The 1977 Irish general election to the 21st Dáil was held on Thursday, 16 June, following the dissolution of the 20th Dáil on 25 May by President Patrick Hillery on the request of Taoiseach Liam Cosgrave. The general election took place in 42 Dáil constituencies throughout Ireland for 148 seats in Dáil Éireann, the house of representatives of the Oireachtas, an increase of four seats with a significant revision of constituencies under the Electoral (Amendment) Act 1974. The election is regarded as a pivotal point in twentieth-century Irish politics. Jack Lynch led Fianna Fáil to a landslide election win, clearly defeating the outgoing Fine Gael–Labour government.

The 21st Dáil met at Leinster House on 5 July to nominate the Taoiseach for appointment by the president and to approve the appointment of a new government of Ireland. Jack Lynch was appointed Taoiseach, forming the 15th Government of Ireland, a single-party majority Fianna Fáil government. It was the last election to result in a single-party majority government.

Campaign

In spite of having faced some controversial issues during its term of office, the ruling Fine Gael–Labour Party coalition looked set to defy political history by winning an unprecedented second term. This belief was further augmented following the so-called "Tullymander" of parliamentary constituencies. This refers to the Minister for Local Government James Tully, and his scheme of redrawing constituencies across the country to maximise the vote for the coalition partners. For example, in Dublin there were thirteen three-seat constituencies. It was hoped that the coalition partners would win two of the seats, leaving Fianna Fáil with only one seat. A similar tactic was used in rural areas where the party was at its strongest.

*STATED EXERCISE 1*: List every person named in the text on the 1977 Irish general election.
*STATED EXERCISE 2*: Reproduce the part of the 1977 election text starting at "In spite of" and ending at "at its strongest.".

*PROVIDED DATA*:
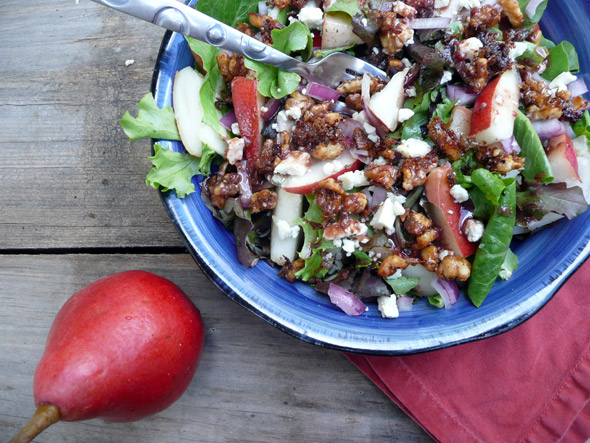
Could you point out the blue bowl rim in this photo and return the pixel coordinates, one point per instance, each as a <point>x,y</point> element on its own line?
<point>580,256</point>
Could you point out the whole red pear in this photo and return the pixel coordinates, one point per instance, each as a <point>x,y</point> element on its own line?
<point>124,347</point>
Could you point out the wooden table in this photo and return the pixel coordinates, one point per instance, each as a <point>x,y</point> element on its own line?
<point>74,207</point>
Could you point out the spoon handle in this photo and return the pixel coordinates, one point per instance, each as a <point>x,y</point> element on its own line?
<point>185,20</point>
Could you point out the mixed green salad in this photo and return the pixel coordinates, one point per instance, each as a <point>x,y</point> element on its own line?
<point>387,191</point>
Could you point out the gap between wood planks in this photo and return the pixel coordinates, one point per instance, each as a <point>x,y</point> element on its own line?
<point>97,251</point>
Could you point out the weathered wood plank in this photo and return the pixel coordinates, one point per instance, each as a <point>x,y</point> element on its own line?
<point>254,383</point>
<point>69,176</point>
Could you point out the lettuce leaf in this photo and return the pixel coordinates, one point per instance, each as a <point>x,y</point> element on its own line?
<point>536,165</point>
<point>208,93</point>
<point>532,21</point>
<point>229,12</point>
<point>582,127</point>
<point>151,121</point>
<point>350,7</point>
<point>173,171</point>
<point>402,285</point>
<point>562,58</point>
<point>274,82</point>
<point>555,197</point>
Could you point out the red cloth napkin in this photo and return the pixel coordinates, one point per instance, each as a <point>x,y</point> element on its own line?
<point>531,383</point>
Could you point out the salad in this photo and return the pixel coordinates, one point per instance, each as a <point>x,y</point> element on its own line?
<point>389,191</point>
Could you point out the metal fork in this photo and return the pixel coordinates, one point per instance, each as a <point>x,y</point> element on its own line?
<point>183,19</point>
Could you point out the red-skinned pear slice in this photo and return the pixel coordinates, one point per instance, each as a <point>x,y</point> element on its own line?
<point>563,160</point>
<point>495,109</point>
<point>187,108</point>
<point>319,171</point>
<point>283,242</point>
<point>385,104</point>
<point>188,113</point>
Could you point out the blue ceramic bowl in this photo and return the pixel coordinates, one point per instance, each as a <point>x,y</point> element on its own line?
<point>547,259</point>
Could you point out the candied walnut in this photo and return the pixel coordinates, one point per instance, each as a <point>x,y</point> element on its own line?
<point>263,201</point>
<point>298,100</point>
<point>344,228</point>
<point>513,12</point>
<point>222,186</point>
<point>265,24</point>
<point>429,256</point>
<point>394,34</point>
<point>492,59</point>
<point>446,139</point>
<point>361,141</point>
<point>272,152</point>
<point>454,268</point>
<point>391,264</point>
<point>424,8</point>
<point>384,175</point>
<point>327,151</point>
<point>416,169</point>
<point>354,101</point>
<point>281,4</point>
<point>483,18</point>
<point>401,8</point>
<point>296,163</point>
<point>231,66</point>
<point>355,85</point>
<point>543,104</point>
<point>354,203</point>
<point>329,197</point>
<point>290,268</point>
<point>426,238</point>
<point>494,158</point>
<point>319,126</point>
<point>417,223</point>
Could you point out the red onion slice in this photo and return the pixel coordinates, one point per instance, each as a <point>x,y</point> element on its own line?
<point>348,125</point>
<point>321,92</point>
<point>448,290</point>
<point>531,8</point>
<point>465,97</point>
<point>430,23</point>
<point>228,119</point>
<point>404,303</point>
<point>547,129</point>
<point>346,300</point>
<point>578,87</point>
<point>374,121</point>
<point>272,107</point>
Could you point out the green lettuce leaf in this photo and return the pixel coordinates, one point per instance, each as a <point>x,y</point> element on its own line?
<point>402,285</point>
<point>582,127</point>
<point>350,7</point>
<point>208,92</point>
<point>173,170</point>
<point>151,121</point>
<point>532,21</point>
<point>536,165</point>
<point>274,82</point>
<point>562,58</point>
<point>491,184</point>
<point>229,12</point>
<point>509,266</point>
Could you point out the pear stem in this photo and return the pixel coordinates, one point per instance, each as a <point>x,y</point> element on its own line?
<point>44,416</point>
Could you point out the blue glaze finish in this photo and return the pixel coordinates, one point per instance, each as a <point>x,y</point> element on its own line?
<point>546,260</point>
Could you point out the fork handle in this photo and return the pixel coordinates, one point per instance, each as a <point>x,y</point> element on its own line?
<point>185,20</point>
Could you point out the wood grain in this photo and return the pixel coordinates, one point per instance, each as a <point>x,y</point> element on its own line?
<point>254,382</point>
<point>70,177</point>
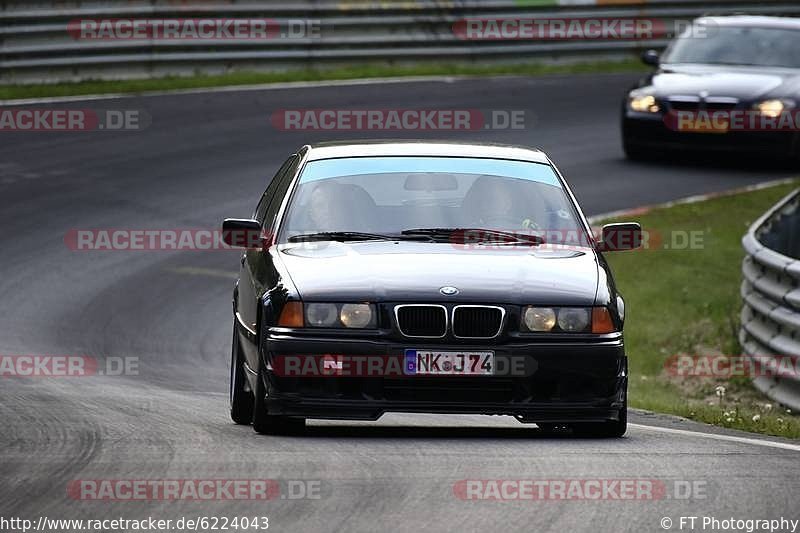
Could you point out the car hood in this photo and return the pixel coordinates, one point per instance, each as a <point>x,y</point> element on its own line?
<point>414,271</point>
<point>742,83</point>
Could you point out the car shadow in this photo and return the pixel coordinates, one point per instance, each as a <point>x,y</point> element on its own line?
<point>430,432</point>
<point>717,161</point>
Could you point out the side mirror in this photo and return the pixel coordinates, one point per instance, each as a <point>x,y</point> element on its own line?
<point>242,233</point>
<point>621,236</point>
<point>650,57</point>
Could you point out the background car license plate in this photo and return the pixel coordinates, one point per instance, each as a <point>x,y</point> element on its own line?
<point>448,363</point>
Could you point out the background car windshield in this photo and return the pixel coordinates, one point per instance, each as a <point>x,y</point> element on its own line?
<point>387,195</point>
<point>734,45</point>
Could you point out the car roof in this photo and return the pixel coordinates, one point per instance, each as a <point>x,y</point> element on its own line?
<point>391,148</point>
<point>754,21</point>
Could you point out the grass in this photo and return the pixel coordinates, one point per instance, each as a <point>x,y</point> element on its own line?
<point>8,92</point>
<point>685,300</point>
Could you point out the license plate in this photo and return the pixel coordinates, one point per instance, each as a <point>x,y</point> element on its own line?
<point>438,363</point>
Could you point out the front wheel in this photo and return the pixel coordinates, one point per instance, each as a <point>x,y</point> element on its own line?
<point>241,399</point>
<point>267,424</point>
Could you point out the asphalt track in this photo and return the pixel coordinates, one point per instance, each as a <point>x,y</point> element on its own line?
<point>207,156</point>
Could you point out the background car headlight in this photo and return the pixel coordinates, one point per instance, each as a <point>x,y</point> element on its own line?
<point>573,319</point>
<point>539,318</point>
<point>356,315</point>
<point>322,315</point>
<point>644,104</point>
<point>773,108</point>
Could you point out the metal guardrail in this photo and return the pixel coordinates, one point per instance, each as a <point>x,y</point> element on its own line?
<point>36,46</point>
<point>771,293</point>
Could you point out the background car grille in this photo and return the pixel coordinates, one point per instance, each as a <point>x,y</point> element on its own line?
<point>679,105</point>
<point>477,322</point>
<point>422,320</point>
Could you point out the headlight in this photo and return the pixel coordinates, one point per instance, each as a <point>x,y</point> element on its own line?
<point>356,315</point>
<point>573,319</point>
<point>330,315</point>
<point>321,315</point>
<point>644,104</point>
<point>773,108</point>
<point>539,318</point>
<point>567,320</point>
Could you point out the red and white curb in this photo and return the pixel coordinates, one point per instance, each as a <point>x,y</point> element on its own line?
<point>637,211</point>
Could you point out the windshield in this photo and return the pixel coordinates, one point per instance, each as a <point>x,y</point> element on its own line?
<point>389,195</point>
<point>736,45</point>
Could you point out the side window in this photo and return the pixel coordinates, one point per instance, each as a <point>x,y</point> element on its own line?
<point>283,181</point>
<point>263,204</point>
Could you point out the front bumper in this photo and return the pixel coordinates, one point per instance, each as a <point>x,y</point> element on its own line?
<point>649,130</point>
<point>563,382</point>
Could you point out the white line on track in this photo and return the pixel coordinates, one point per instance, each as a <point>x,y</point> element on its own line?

*PROBLEM SOLUTION 1*: Patrick Hillery, Liam Cosgrave, Jack Lynch, James Tully

*PROBLEM SOLUTION 2*:
In spite of having faced some controversial issues during its term of office, the ruling Fine Gael–Labour Party coalition looked set to defy political history by winning an unprecedented second term. This belief was further augmented following the so-called "Tullymander" of parliamentary constituencies. This refers to the Minister for Local Government James Tully, and his scheme of redrawing constituencies across the country to maximise the vote for the coalition partners. For example, in Dublin there were thirteen three-seat constituencies. It was hoped that the coalition partners would win two of the seats, leaving Fianna Fáil with only one seat. A similar tactic was used in rural areas where the party was at its strongest.